» **Challenge**
Return every one of the lines below word for word, from the first to the last.

◆ ◆ ◆

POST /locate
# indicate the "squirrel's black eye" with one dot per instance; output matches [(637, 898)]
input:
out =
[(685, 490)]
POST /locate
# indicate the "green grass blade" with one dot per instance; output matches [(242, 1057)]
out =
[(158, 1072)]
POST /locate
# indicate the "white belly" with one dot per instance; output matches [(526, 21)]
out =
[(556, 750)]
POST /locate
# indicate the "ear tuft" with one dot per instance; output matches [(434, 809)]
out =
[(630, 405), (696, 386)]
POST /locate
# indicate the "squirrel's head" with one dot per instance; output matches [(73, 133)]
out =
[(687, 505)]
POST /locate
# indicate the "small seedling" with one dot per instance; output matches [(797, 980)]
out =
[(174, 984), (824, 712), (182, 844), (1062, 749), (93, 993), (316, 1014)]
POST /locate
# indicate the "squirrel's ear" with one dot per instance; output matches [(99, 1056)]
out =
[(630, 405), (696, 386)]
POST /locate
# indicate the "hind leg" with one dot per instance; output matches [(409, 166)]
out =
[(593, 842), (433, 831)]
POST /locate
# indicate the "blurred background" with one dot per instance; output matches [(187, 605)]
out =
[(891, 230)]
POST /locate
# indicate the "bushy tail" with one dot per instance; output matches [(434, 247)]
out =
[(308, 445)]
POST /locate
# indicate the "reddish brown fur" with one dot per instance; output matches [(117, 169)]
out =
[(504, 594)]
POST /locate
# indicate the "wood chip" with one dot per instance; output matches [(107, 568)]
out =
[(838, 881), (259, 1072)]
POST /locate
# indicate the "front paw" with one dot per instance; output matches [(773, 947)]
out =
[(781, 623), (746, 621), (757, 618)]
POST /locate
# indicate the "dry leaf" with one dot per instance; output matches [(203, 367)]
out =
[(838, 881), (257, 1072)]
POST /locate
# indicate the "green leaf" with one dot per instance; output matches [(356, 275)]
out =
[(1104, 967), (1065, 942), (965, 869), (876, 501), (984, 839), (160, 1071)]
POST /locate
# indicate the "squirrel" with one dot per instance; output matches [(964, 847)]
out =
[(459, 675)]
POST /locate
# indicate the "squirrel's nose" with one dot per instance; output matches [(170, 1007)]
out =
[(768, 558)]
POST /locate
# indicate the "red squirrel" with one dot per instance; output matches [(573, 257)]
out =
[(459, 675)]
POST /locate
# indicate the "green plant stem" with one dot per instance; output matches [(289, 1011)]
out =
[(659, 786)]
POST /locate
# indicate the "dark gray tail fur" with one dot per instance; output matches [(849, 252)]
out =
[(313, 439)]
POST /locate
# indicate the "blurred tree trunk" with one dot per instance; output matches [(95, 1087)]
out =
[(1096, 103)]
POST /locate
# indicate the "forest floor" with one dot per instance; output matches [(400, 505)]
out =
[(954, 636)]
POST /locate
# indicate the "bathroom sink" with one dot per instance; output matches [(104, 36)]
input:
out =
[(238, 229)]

◆ ◆ ◆

» **Worked answer**
POST /locate
# indicate the "squirrel's black eye" with one dot per instance; output matches [(637, 898)]
input:
out =
[(685, 490)]
POST /locate
# indicate the "green grass blade" with one dot per instance; output matches [(242, 1057)]
out =
[(158, 1072)]
POST /locate
# indicate the "white belly" with one dot per instance; output matches [(526, 21)]
out =
[(556, 750)]
POST /locate
# indicate the "ear tuft" with one dot per instance; output matches [(434, 809)]
out =
[(630, 405), (696, 386)]
POST /locate
# indicate the "squirrel's head" with one dot per instance; output matches [(73, 133)]
out =
[(687, 505)]
POST /locate
# indicate the "small seedling" with one dot per instance; output matches [(797, 980)]
out =
[(174, 984), (824, 712), (182, 844), (1062, 749), (93, 993), (316, 1014)]
POST /locate
# indicate the "squirrel's ear" with one dot per instance; output matches [(99, 1056)]
out =
[(630, 405), (696, 386)]
POST /locate
# indicate the "hind leg" with one dot per instance; output matches [(409, 166)]
out =
[(593, 842), (433, 831)]
POST /locate
# indicate the "blurred background" with one dot per instance; output matches [(187, 605)]
out =
[(891, 230)]
POST /locate
# indicate the "bushy tail" with one dot per instance; output matches [(434, 247)]
out =
[(308, 445)]
POST /locate
# indicate the "reddish brown fur" with one dot per instance; output matches [(117, 169)]
out =
[(504, 594)]
POST /locate
# indicate the "wood chip" with one dot per instance; output matches [(107, 568)]
out =
[(838, 881), (259, 1072)]
POST /locate
# indicate the "front paw" with one dot per instance; output matches [(773, 947)]
out =
[(781, 623), (746, 621), (757, 618)]
POST /locate
# indicate the "dry leaf" with one dot per instance; output matches [(203, 367)]
out =
[(838, 881), (257, 1072)]
POST /locate
# indicate the "green leaf" with one dot per instance; output matches [(356, 275)]
out =
[(1104, 967), (1065, 942), (965, 869), (876, 501), (984, 839), (160, 1071)]
POST /locate
# indicate the "squirrel" with one dot per instance; output matches [(964, 847)]
out =
[(459, 675)]
POST /locate
# indicate the "squirrel's nose" with one dot per instance; output matches [(170, 1007)]
out =
[(768, 558)]
POST /locate
# indicate the "red squirrel" with one dot per instance; output matches [(573, 257)]
out =
[(459, 675)]
POST /locate
# indicate the "green plant stem" with one dot per instance; output matches [(289, 1011)]
out =
[(659, 786)]
POST /locate
# indicate the "dark gray tail fur" with one dot per instance; output matches [(849, 252)]
out =
[(313, 439)]
POST /locate
# indicate the "blurred tree trunk" with one dot per instance; output matches [(95, 1087)]
out =
[(1096, 103)]
POST /locate
# indicate the "forest floor" with one dot per instance; output matches [(400, 505)]
out =
[(954, 636)]
POST /locate
# indicate the "bathroom sink" with one dot per instance; output matches [(104, 36)]
input:
out =
[(238, 229)]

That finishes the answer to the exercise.